Saved data
┄┄┄┄┄┄┄┄┄┄┄┄┄┄┄┄┄┄┄┄

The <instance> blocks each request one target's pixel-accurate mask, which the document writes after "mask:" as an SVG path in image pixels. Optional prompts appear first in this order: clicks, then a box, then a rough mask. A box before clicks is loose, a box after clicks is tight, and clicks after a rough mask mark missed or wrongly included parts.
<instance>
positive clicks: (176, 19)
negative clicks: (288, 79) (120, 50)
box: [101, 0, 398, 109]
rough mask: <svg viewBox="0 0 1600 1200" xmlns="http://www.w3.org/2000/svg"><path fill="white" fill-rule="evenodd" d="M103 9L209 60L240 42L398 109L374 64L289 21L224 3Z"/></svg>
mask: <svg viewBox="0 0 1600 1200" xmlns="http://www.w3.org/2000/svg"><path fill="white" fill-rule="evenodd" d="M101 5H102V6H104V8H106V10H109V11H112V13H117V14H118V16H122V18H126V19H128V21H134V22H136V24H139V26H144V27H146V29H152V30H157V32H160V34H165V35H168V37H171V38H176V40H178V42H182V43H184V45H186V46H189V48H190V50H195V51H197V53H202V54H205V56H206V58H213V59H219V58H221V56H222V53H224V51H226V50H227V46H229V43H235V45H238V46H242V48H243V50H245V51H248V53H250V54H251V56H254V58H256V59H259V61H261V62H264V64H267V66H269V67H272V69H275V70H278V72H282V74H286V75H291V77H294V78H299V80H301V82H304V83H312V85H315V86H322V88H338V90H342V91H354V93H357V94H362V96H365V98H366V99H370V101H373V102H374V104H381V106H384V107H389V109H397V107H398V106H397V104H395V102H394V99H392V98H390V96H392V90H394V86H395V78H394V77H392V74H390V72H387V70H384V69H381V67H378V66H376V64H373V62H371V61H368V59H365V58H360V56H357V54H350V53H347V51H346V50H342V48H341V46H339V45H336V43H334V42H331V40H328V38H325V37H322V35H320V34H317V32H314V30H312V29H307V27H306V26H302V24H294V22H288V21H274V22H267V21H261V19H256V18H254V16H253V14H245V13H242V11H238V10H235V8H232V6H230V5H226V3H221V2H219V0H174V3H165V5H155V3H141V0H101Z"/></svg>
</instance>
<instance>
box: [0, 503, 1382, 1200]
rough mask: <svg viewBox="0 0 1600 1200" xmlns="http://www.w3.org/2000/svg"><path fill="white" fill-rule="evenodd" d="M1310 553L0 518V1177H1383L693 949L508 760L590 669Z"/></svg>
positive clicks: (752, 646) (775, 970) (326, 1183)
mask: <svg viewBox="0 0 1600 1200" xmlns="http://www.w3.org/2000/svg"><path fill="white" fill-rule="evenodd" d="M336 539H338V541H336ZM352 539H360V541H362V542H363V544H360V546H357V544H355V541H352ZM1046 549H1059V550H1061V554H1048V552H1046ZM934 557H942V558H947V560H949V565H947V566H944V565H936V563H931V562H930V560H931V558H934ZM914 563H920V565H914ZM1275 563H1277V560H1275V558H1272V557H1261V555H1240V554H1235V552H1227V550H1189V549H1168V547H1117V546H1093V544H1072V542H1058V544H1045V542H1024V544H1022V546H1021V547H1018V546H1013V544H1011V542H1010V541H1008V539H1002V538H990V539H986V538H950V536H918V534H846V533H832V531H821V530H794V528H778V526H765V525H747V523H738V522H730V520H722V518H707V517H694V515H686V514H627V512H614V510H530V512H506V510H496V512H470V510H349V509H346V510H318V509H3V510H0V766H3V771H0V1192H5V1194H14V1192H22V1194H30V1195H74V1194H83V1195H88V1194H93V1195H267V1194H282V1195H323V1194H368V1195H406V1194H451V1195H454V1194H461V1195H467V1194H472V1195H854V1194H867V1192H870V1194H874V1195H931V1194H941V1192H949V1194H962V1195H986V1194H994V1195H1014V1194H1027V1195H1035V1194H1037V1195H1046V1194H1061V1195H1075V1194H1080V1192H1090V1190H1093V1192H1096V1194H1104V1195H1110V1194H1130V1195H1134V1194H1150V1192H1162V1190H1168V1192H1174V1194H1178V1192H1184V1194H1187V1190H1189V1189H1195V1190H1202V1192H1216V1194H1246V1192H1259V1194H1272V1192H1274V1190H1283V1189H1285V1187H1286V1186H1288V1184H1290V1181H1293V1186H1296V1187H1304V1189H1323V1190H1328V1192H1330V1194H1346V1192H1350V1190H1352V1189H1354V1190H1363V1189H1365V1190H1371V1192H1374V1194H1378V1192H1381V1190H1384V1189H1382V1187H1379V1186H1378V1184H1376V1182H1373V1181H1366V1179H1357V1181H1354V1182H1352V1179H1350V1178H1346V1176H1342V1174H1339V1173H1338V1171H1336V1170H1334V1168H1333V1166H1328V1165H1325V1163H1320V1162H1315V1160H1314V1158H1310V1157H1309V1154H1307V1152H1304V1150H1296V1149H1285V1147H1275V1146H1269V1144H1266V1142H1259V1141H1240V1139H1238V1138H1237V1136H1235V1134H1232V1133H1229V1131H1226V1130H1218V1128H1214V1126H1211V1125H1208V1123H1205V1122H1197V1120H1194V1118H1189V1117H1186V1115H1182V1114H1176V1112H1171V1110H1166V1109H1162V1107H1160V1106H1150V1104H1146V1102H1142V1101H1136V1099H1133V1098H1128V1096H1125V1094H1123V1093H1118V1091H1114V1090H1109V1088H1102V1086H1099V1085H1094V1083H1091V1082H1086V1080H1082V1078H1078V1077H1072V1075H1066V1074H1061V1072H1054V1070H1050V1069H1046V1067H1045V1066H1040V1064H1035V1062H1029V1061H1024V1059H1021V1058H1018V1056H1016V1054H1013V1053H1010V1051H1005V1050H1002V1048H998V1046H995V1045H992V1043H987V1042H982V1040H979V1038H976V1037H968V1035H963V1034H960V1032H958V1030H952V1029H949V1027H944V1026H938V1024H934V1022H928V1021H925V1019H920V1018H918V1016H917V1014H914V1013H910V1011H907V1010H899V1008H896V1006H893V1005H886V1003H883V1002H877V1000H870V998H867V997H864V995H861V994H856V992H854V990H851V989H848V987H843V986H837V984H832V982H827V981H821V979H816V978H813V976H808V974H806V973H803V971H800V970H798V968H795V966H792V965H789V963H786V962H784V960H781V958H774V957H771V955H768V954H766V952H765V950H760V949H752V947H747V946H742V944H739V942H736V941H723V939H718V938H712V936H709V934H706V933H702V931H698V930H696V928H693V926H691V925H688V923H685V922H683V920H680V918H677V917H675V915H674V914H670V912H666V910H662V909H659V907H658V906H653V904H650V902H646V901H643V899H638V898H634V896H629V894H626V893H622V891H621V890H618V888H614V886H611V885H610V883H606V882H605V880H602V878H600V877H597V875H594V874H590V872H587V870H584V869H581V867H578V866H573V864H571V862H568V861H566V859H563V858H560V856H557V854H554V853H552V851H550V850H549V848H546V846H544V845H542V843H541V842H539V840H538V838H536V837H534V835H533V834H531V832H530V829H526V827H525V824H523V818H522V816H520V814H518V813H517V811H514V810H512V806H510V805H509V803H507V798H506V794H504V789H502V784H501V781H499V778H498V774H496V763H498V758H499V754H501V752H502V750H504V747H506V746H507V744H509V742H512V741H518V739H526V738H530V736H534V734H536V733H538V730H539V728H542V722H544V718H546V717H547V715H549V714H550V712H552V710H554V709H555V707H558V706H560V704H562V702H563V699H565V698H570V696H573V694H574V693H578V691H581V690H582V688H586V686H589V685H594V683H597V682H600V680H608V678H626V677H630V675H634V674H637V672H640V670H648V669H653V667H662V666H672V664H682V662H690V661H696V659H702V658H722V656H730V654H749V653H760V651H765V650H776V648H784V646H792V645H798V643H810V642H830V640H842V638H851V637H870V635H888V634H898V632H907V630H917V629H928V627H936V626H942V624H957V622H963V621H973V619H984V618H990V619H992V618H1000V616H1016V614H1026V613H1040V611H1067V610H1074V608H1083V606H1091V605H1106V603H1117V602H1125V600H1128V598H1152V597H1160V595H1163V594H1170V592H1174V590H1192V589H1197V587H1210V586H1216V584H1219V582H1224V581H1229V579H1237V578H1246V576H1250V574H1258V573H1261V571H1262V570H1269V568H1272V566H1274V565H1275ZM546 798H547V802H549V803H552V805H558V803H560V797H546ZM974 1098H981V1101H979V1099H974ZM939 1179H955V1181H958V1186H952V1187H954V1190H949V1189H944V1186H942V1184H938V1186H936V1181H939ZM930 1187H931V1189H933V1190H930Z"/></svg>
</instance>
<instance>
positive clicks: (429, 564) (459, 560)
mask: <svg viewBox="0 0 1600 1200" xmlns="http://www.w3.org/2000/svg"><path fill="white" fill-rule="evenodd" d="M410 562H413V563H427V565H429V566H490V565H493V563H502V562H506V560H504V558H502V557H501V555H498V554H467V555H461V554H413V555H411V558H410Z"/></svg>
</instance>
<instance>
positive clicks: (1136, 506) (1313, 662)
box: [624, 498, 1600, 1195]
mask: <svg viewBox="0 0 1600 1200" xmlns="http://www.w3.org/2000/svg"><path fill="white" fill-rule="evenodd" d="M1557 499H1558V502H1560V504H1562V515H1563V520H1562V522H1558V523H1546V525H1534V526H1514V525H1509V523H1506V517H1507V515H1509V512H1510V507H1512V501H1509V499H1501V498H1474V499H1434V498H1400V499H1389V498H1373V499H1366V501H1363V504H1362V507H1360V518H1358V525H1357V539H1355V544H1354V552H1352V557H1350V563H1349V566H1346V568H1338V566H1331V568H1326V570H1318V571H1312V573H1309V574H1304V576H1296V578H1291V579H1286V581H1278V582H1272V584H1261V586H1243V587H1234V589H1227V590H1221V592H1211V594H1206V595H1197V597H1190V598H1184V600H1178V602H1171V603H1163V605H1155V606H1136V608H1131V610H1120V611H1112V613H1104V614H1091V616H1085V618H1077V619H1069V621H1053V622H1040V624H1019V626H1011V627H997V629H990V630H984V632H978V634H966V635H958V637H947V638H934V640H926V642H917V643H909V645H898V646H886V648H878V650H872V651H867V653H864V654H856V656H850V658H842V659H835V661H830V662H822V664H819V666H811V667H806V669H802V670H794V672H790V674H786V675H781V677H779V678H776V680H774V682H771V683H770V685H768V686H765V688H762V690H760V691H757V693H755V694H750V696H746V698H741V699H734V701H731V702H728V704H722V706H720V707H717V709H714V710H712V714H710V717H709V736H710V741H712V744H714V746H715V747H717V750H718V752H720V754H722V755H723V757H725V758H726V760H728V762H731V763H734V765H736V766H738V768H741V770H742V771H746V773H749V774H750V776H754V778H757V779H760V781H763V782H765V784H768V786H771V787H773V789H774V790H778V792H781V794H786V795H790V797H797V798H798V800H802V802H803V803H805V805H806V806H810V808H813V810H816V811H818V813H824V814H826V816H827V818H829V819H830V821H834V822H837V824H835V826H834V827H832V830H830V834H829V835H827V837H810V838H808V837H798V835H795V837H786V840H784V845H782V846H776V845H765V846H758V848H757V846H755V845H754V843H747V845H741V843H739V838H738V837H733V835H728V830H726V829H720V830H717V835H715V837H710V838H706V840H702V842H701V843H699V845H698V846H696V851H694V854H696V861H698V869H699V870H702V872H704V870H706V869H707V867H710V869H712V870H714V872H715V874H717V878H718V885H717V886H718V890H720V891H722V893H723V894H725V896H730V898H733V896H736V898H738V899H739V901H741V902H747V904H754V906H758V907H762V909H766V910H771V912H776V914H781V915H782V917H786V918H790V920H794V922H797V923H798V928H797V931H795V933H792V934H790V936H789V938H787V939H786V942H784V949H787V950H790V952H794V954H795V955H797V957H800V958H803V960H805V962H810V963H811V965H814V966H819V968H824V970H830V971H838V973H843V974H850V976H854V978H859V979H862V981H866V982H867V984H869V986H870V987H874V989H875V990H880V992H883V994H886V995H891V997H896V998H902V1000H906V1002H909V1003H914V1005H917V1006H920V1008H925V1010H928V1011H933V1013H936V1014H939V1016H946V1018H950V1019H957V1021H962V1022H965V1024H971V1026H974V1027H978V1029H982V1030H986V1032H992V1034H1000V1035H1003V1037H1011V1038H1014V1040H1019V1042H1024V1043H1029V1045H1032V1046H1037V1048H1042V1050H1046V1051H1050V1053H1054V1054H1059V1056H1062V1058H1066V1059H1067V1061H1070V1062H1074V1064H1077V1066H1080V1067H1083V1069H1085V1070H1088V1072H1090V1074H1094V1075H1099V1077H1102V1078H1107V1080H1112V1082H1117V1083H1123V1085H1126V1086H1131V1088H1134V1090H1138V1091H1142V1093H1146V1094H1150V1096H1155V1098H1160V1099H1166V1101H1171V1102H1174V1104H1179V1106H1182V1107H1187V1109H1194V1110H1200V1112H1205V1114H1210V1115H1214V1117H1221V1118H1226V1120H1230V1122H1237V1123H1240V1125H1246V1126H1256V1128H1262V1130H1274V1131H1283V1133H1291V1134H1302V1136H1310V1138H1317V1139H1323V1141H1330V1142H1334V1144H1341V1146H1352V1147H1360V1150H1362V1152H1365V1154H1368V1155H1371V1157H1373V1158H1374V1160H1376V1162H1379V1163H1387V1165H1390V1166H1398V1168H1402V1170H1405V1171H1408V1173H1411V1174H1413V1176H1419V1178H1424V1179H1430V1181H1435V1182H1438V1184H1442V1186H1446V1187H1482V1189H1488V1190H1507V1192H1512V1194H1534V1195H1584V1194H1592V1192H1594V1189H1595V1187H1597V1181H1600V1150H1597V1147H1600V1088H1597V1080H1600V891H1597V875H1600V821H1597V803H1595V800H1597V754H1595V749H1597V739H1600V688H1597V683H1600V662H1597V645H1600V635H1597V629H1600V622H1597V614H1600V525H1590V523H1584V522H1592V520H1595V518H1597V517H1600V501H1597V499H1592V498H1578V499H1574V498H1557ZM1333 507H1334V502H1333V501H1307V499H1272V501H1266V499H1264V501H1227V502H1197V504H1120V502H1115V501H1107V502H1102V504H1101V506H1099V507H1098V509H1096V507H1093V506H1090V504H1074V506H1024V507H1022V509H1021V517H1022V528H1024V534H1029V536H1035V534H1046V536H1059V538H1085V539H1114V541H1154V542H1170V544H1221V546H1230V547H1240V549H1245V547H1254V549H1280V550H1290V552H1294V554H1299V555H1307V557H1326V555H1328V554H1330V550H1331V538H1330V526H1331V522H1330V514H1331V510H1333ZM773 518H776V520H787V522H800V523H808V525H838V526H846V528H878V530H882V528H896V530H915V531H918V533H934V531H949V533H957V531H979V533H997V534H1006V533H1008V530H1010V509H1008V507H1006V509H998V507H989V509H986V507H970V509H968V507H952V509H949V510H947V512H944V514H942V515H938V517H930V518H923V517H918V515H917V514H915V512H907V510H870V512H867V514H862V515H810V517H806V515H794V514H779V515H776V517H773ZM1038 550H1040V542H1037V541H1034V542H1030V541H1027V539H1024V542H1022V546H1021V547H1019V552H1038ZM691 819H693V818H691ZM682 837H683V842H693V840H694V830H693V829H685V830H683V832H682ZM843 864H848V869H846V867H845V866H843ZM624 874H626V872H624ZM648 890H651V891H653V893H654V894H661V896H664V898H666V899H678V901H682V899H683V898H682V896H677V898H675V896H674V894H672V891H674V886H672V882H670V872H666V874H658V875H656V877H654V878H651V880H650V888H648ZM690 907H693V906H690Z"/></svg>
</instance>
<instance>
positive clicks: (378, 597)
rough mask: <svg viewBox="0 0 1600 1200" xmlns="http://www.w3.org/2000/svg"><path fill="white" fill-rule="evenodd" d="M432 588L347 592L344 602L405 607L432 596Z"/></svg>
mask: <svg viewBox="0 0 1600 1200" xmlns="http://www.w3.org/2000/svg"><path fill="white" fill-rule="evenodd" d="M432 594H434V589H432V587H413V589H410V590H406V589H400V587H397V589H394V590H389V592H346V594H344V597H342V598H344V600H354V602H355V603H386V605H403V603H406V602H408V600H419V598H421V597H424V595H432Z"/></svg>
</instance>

┄┄┄┄┄┄┄┄┄┄┄┄┄┄┄┄┄┄┄┄

» Exercise aim
Please revise the records starting at the first line and ending at the line that contains "9L209 60L240 42L398", swapping "rough mask" for "coarse mask" and leaving everything else as it is. Give back only those lines.

» Answer to this task
The <instance> blocks each request one target's pixel-accurate mask, which the document writes after "mask:" as an SVG path in image pixels. Optional prompts appear first in this order: clicks, then a box, then a coarse mask. A box before clicks is loose, a box after clicks is tight, and clicks after a coarse mask mark missed or wrongly included parts.
<instance>
positive clicks: (176, 19)
negative clicks: (288, 79) (120, 50)
box: [101, 0, 398, 109]
coarse mask: <svg viewBox="0 0 1600 1200" xmlns="http://www.w3.org/2000/svg"><path fill="white" fill-rule="evenodd" d="M103 9L209 60L240 42L398 109L374 64L289 21L224 3Z"/></svg>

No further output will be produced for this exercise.